Task to complete:
Below are the records. List every line holding the word "beach".

Provided information:
<<<<

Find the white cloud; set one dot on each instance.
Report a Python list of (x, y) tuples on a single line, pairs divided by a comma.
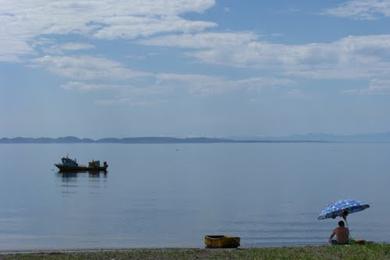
[(22, 21), (87, 87), (75, 46), (87, 68), (376, 87), (349, 57), (209, 85), (361, 9)]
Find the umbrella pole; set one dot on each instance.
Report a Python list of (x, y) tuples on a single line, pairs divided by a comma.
[(349, 230)]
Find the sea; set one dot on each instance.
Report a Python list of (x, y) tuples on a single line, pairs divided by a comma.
[(172, 195)]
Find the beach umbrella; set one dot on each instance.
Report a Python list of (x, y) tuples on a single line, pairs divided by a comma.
[(342, 208)]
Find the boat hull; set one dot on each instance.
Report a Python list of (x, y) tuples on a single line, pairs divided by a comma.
[(220, 241), (81, 168)]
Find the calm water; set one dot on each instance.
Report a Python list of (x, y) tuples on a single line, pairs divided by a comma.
[(172, 195)]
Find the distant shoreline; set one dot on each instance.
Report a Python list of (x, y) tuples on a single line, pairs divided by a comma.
[(144, 140)]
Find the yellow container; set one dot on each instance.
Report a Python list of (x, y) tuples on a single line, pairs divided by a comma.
[(220, 241)]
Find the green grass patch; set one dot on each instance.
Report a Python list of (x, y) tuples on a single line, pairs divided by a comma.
[(370, 251)]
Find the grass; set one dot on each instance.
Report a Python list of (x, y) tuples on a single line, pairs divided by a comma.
[(371, 251)]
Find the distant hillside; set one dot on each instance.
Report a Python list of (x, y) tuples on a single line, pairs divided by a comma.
[(379, 137)]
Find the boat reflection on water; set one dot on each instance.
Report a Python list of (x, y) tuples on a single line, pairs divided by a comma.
[(71, 183), (74, 175)]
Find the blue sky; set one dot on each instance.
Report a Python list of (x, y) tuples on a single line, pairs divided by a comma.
[(98, 68)]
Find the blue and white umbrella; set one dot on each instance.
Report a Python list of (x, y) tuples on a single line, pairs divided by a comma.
[(339, 208)]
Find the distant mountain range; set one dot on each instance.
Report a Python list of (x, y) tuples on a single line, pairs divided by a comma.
[(379, 137)]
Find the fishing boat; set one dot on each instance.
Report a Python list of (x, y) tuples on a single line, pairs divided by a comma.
[(220, 241), (71, 165)]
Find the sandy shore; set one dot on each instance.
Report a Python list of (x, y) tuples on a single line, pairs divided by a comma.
[(372, 251)]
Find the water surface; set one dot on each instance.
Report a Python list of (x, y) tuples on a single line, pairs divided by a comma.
[(171, 195)]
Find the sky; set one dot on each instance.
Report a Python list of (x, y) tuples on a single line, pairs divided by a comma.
[(217, 68)]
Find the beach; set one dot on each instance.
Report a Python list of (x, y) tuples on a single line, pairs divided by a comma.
[(370, 251)]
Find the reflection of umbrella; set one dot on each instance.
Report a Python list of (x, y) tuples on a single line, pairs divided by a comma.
[(342, 208)]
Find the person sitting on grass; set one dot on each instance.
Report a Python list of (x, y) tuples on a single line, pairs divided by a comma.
[(341, 233)]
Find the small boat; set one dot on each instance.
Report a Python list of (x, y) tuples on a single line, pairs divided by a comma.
[(71, 165), (220, 241)]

>>>>

Result for this exercise:
Find the beach umbrella; set one dot on each instance.
Find the beach; set one dot on each instance.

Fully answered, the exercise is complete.